■ **WORK ITEM A**: In the text on Business Health Monitoring for retailers below, translate this sentence into Spanish: "Any mishaps on these days can cause serious damage to profit as well."
■ **WORK ITEM B**: Pick up the text on Business Health Monitoring for retailers below from its last sentence and continue it.

■ **SOURCE DOCUMENT**:
How can Business Health Monitoring help Retailers?
Smart Retail businesses powered by Business Health Monitoring can ensure the best customer experience and maximize profits in the following ways:
Seamlessly functioning POS devices
Retail businesses deploy internet-enabled point-of-sale devices at various locations. It is up to the operations teams to ensure that the software these devices operate on and the network they are connected to is working as desired. Business Health Monitoring looks after geographically dispersed IoT-enabled POS devices by analyzing the data from the device hardware along with performance data from their installed software. This enables a single-pane-of-glass visibility into various customer touchpoints.
- 24×7 available e-commerce website
The ability to deliver during seasonal events such as “Black Friday” defines the brand image of a retailer. Any mishaps on these days can cause serious damage to profit as well. Business Health Monitoring helps eliminate blind spots with comprehensive visibility into the e-commerce website components and services. It helps the engineers in capacity planning and load testing utilizing machine learning algorithm to forecast IT infrastructure demand on peak days.

■ **PROVIDED MATERIAL**:
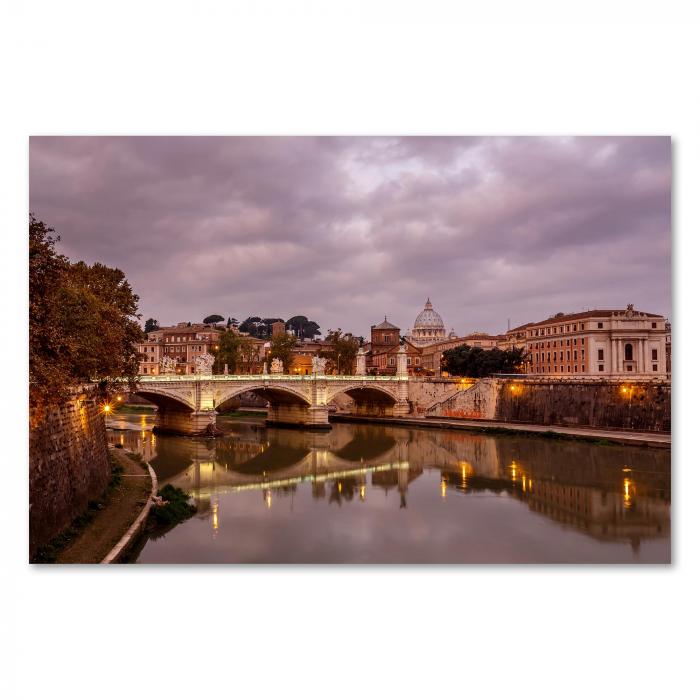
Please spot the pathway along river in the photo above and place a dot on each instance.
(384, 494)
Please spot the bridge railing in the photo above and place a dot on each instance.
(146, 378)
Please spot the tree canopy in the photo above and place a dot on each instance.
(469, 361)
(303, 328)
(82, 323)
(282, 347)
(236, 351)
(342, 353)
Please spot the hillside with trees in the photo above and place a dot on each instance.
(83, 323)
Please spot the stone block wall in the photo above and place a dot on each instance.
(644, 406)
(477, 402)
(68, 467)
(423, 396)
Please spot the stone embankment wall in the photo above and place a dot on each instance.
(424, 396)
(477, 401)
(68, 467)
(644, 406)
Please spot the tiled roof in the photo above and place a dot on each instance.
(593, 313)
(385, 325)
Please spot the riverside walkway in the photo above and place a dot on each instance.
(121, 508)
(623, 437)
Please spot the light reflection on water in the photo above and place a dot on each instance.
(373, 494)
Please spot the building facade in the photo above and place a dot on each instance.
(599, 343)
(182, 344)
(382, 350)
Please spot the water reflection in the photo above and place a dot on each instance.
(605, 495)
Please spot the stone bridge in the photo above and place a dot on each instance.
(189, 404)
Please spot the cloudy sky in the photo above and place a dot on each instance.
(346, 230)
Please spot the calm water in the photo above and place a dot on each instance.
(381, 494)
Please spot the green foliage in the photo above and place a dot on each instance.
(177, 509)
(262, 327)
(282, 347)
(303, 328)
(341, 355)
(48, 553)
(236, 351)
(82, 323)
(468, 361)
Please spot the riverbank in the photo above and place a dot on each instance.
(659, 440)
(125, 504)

==

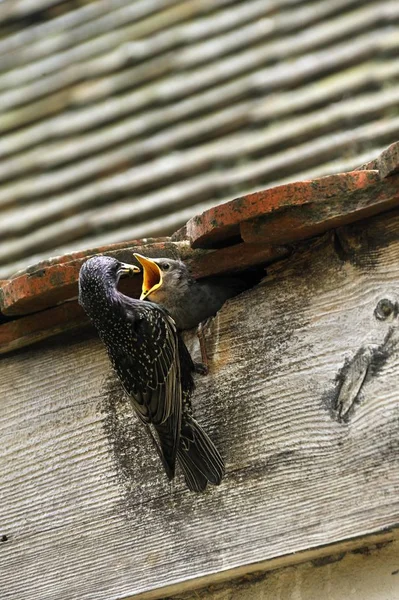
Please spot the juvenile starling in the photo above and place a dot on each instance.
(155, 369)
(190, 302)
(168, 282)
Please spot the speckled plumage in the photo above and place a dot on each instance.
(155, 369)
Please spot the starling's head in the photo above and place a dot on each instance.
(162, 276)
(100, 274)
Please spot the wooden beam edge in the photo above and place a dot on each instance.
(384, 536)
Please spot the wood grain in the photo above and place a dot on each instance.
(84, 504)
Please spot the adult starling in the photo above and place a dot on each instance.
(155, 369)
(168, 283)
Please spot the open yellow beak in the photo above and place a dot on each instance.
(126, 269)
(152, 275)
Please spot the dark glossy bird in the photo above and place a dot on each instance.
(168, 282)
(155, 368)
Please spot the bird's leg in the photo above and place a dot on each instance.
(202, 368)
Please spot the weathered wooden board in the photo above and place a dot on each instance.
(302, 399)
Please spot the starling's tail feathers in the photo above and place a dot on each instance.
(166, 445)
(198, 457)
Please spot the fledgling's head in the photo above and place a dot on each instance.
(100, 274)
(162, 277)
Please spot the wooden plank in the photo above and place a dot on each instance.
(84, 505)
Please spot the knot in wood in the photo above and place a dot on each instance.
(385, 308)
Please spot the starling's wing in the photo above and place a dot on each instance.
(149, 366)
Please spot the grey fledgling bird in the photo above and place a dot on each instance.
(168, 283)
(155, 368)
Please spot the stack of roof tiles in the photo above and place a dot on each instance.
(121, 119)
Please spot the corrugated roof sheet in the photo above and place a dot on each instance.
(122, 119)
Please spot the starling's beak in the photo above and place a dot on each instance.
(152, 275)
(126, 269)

■ **EXERCISE ANSWER A**: Cualquier percance en estos días también puede causar graves daños a las ganancias.

■ **EXERCISE ANSWER B**:
- Business transactions monitoring
It is frustrating for a retailer if a customer is not able to make a transaction even though willing to pay. It hurts even more when they are not able to find where or why a transaction is stuck. Business Health Monitoring learns about the flow of the transactions and then able to pinpoint where and why transaction are stuck.
- Business functions monitoring
Several back-office business functions are critical for a retailer, including purchasing, inventory control, and logistics. The IT infrastructure and the application supporting these functions must be in top-notch condition all the time. Business Health Monitoring helps retailers to prioritize business functions of utmost importance and ensure that any anomalies hampering their function is resolved autonomously using previous knowledge and experience (acquired via machine learning).
- Offer great in-store experience and high product quality
Business Health Monitoring can also keep a check on the data generated by temperature and environmental sensors. These can play a crucial role in the customers’ shopping experience, especially when stores are operating with less workforce who would manually keep a check on sensors in each corner of the store. Not to mention, the temperature can be critical for the server rooms. To add, in the case of grocers and other food retailers, temperature monitoring can watch over refrigerators and ensure food is kept within its optimal temperature range to maintain quality.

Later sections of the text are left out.